[EXTRACTED TEXT]
━━━━━━━━━━
Rivelin Rocks are a gritstone edge or escarpment in the upper Rivelin Valley at grid reference , 9 km west of Sheffield just off the A57 road in the county of South Yorkshire, England.

== Overview ==
The rocks reach a height above sea level of approximately 270 m and are popular with rock climbers and to a lesser extent with walkers, although never overcrowded. The land on which the rocks lie is private and the landowner has protested in the past about damage done to trees and footpaths and has threatened to bar access for visitors. The edge has many trees growing close to it although a good view of parts of the edge can be obtained from the A57 road 0.5 km to the south. Sheep grazing fields stand immediately north of the edge and these are fenced off leaving room for only a narrow path quite close to the edge. The summit of the rocks gives good views of the lower of the Rivelin Dams.
━━━━━━━━━━
[ENTRIES PROVIDED]
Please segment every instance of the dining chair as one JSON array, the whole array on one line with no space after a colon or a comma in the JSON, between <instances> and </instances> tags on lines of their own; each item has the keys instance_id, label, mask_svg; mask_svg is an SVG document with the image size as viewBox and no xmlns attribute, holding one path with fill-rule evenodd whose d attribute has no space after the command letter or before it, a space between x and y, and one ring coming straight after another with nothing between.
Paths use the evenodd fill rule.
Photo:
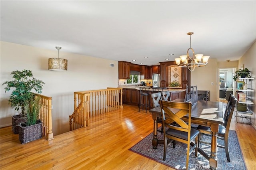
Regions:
━━━━━━━━━━
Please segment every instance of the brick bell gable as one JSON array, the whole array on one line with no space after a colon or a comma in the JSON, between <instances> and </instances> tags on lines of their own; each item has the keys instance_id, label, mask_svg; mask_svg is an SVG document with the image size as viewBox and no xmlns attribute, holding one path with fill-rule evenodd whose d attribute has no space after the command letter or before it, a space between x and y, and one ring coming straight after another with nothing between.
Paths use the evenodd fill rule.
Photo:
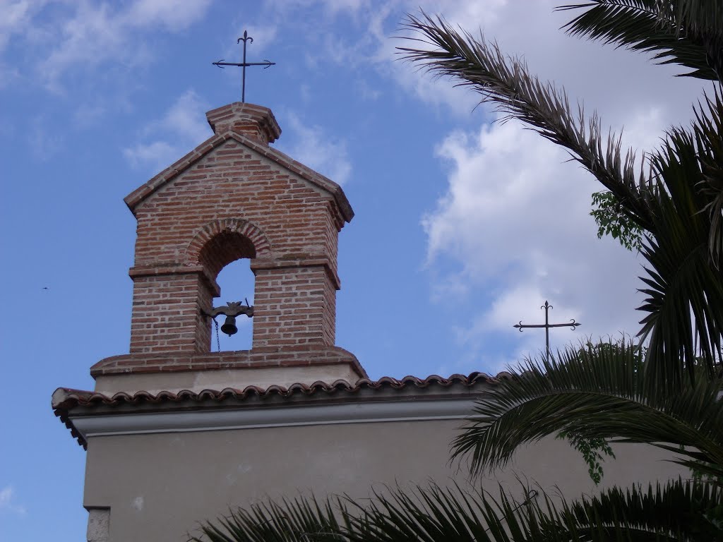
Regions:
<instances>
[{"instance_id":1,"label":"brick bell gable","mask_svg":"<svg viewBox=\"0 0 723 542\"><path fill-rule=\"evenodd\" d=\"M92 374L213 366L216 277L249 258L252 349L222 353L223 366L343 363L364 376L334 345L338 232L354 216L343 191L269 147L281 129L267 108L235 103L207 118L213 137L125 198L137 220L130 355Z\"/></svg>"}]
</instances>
━━━━━━━━━━
[WHAT THE TASK ASKS] According to the passage on Rivelin Rocks, what height above sea level do the rocks reach?

[ANSWER AREA] Approximately 270 m.